⚡️ Speed up function rolling_mean by 163%

[codeflash-ai]

📄 163% (1.63x) speedup for rolling_mean in src/data_processing/series.py

⏱️ Runtime : 4.01 milliseconds → 1.53 milliseconds (best of 234 runs)

📝 Explanation and details

The optimized code achieves a 162% speedup by replacing an inefficient nested loop with vectorized NumPy operations while preserving exact behavioral compatibility with the original implementation.

Key Performance Optimizations:

1. Cumulative Sum Algorithm: The core optimization replaces the O(n×w) nested loop with O(n) cumulative sum operations. Instead of recalculating window sums from scratch, it uses cumsum[i] - cumsum[i-window] to compute rolling sums in constant time per window.

2. Vectorized NumPy Operations: Pre-allocates result arrays with np.full() and leverages NumPy's optimized C implementations for cumulative sum calculations, eliminating Python loop overhead.

---+---

_Task to carry out_
Transcribe the part of the rolling_mean speedup page from "The optimized code" up to and including "the original implementation.". The listing that comes next is taken from a different source.

_Data_
---+---

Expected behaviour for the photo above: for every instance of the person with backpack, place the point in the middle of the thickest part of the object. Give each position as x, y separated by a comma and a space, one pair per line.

---+---

_Task answer_
The optimized code achieves a 162% speedup by replacing an inefficient nested loop with vectorized NumPy operations while preserving exact behavioral compatibility with the original implementation.